Isolate every line in the data with the string "water" and copy it.
*** Data to process Section Begins ***
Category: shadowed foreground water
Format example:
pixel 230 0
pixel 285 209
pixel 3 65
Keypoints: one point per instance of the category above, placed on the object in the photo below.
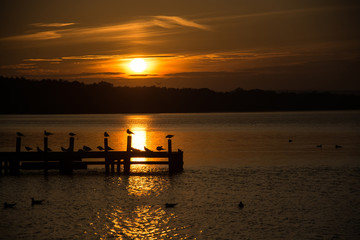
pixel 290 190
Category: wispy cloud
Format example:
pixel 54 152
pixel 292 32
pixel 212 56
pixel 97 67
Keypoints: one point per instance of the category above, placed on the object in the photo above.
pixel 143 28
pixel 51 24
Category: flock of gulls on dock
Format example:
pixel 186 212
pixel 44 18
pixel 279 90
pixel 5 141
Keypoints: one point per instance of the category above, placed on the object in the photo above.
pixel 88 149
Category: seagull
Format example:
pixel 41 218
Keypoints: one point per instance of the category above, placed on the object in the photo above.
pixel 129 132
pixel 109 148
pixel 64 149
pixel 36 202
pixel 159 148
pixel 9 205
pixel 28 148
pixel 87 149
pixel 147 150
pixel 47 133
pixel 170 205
*** Data to process Section Ends ***
*** Data to process Section Begins ***
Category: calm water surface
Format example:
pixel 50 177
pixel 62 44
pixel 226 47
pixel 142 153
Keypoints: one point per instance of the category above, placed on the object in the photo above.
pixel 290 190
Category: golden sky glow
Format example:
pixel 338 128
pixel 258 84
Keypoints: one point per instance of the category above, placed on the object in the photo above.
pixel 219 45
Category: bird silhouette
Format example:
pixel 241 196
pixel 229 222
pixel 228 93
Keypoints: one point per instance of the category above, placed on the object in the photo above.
*** Data to process Section Ends ***
### Response area:
Category: shadowed foreground water
Category: calm water surface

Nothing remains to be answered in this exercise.